## Input for this task
- - - - -

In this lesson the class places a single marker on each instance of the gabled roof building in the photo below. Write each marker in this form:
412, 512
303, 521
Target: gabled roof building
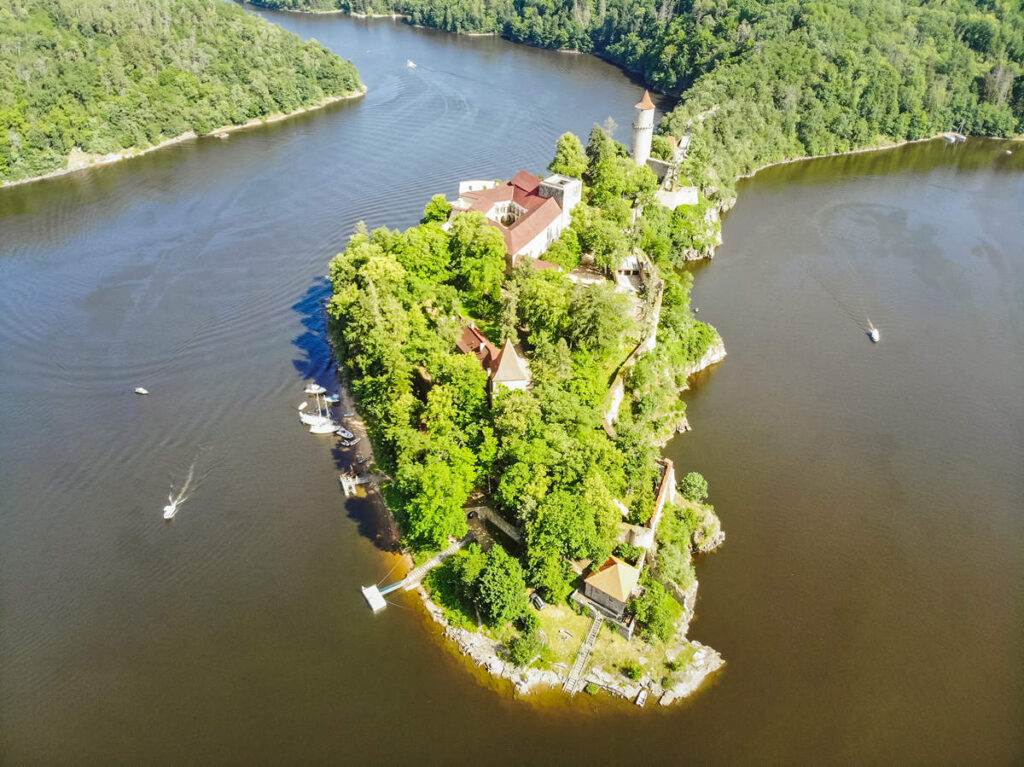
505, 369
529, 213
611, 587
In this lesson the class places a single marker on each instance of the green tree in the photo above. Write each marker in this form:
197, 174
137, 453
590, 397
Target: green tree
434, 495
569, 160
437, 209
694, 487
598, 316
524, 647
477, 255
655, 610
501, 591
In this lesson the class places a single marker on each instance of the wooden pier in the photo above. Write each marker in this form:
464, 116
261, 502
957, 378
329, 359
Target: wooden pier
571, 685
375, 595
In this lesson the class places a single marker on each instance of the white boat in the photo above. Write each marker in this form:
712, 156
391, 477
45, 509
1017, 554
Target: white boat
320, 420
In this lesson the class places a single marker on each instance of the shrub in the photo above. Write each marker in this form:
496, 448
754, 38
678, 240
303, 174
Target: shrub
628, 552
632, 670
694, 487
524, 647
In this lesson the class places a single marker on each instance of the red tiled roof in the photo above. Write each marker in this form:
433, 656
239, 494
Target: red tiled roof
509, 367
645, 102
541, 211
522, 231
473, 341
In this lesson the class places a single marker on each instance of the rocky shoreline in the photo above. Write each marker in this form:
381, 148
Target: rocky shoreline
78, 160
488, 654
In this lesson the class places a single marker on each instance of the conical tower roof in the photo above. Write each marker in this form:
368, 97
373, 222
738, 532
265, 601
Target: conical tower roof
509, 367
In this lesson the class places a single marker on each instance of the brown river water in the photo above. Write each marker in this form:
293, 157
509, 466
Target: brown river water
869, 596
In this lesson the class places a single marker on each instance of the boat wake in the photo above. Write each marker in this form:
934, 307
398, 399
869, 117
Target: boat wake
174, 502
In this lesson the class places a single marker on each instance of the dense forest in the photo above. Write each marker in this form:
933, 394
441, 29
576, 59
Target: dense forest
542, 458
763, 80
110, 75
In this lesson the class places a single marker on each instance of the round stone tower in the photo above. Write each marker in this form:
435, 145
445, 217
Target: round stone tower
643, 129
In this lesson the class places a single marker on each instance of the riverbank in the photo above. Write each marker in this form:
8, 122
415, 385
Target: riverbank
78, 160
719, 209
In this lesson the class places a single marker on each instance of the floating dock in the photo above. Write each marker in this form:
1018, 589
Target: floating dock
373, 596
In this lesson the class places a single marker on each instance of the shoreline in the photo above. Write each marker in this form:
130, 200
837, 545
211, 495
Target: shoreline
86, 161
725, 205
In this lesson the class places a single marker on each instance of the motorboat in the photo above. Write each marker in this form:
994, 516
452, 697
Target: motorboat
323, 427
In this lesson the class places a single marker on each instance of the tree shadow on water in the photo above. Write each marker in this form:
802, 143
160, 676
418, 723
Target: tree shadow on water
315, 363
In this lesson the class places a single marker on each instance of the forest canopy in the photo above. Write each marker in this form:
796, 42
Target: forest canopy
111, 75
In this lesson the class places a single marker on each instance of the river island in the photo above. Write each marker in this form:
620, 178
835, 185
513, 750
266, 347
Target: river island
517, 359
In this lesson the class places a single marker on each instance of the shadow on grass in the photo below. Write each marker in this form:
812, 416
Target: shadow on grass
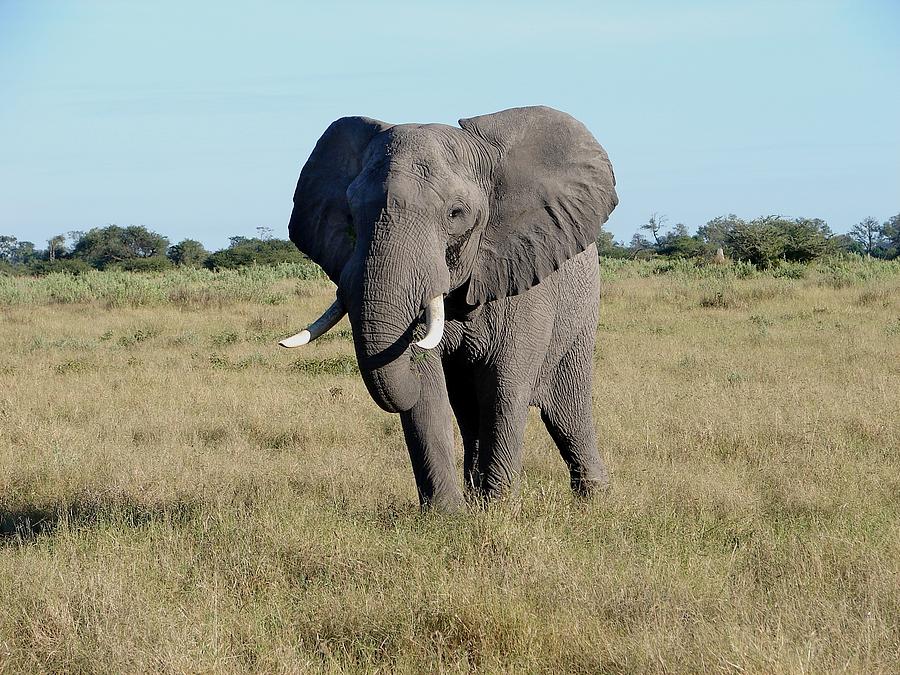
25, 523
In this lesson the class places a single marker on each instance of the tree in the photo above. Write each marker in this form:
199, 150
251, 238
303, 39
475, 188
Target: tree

- - - - -

## Problem details
Restate the records word for word, omitting images.

## Finished exercise
In this lesson the class places a single marker on each instance of the gabled roof building in the photo below. Write each marker in this form:
412, 512
303, 521
Target: gabled roof building
505, 369
529, 213
611, 587
In this lesson the class places a single marker on each instance of the green tree in the photo above. Write each marker in this form:
197, 174
137, 453
590, 397
Target: green tree
434, 495
569, 160
437, 209
694, 487
598, 316
524, 647
477, 255
655, 610
501, 591
In this lesson the class places a single marker on each instance of the wooden pier in the photo above. Write each marker in this form:
464, 116
261, 502
957, 378
329, 359
Target: wooden pier
571, 685
375, 595
In this lesson the class places a single marker on each instance of the white boat in the photo above. Write each marker in this form:
712, 156
391, 477
45, 509
1017, 554
Target: white boat
320, 420
In this lesson the class places a single marker on each instance of the shrub in the photo above. Write each marker in this form:
496, 448
754, 38
678, 240
303, 174
Target: shrub
628, 552
632, 670
694, 487
524, 647
In this lesson the class places a single marker on each instance of the red tiled roof in the photo above. Write each marker in this form:
433, 656
239, 494
Target: red tiled roof
509, 367
645, 102
541, 211
522, 231
473, 341
In this lesson the class places a single marker on each instance of the rocky shoreline in the photo above. Write each marker in this form:
381, 148
Target: rocky shoreline
78, 160
488, 654
In this lesson the class places a single marker on each instance of the conical tower roof in the photo above. Write each marker in this form:
368, 97
373, 222
738, 532
265, 601
Target: conical tower roof
509, 367
In this lesson the class places a single marker on each instance of the brown river water in the photo above. Write each marker in this form:
293, 157
509, 466
Target: brown river water
869, 596
In this lesson the class places a single marker on each instance of the boat wake in the photo above. Write each marker in this form:
934, 307
398, 399
869, 117
Target: boat wake
174, 502
In this lesson the class places a single marker on each instance of the dense forest in the photo above. Write each marker in this form:
933, 394
441, 29
576, 59
Target: dense forest
542, 458
763, 80
110, 75
In this lesson the class places a single marker on each instance of the round stone tower in the photo above. Write each marker in this form:
435, 145
445, 217
Target: round stone tower
643, 129
In this lesson the class places a single marker on each instance of the riverbank in the photo above. Write each marker in this form:
8, 122
415, 385
Target: riverbank
78, 160
719, 209
In this lesson the class places a single marker on each instance of the floating dock in the photo above. Write each marker in this form:
1018, 589
Target: floating dock
373, 596
In this lesson the class places a single marker on each instance of the shoreline in the photo above. Write each marker in this form:
130, 200
837, 545
211, 495
Target: shoreline
86, 161
725, 205
In this lesson the class places a single marker on each instance of the motorboat in the photo above. Write each marker in this form:
994, 516
452, 697
Target: motorboat
323, 427
In this lesson the class places a single marker on each instance of the tree shadow on water in the photo above. Write each marker in this form:
802, 143
160, 676
418, 723
Target: tree shadow on water
315, 363
In this lesson the class places a single marker on each instance of the forest canopy in the photo above. Write each marker in this form:
796, 42
Target: forest canopy
111, 75
In this lesson the class places a single marker on each instance of the river island in the photo above. Write each marker in this form:
620, 178
835, 185
513, 750
266, 347
Target: river island
517, 359
In this lesson the class places a single marker on each instance of the shadow on grass in the photo below. Write each marker in this form:
812, 416
Target: shadow on grass
25, 523
In this lesson the class places a single marker on each instance of the tree in the photo above. Write each marker in this form:
199, 150
251, 238
303, 39
475, 188
Target: tree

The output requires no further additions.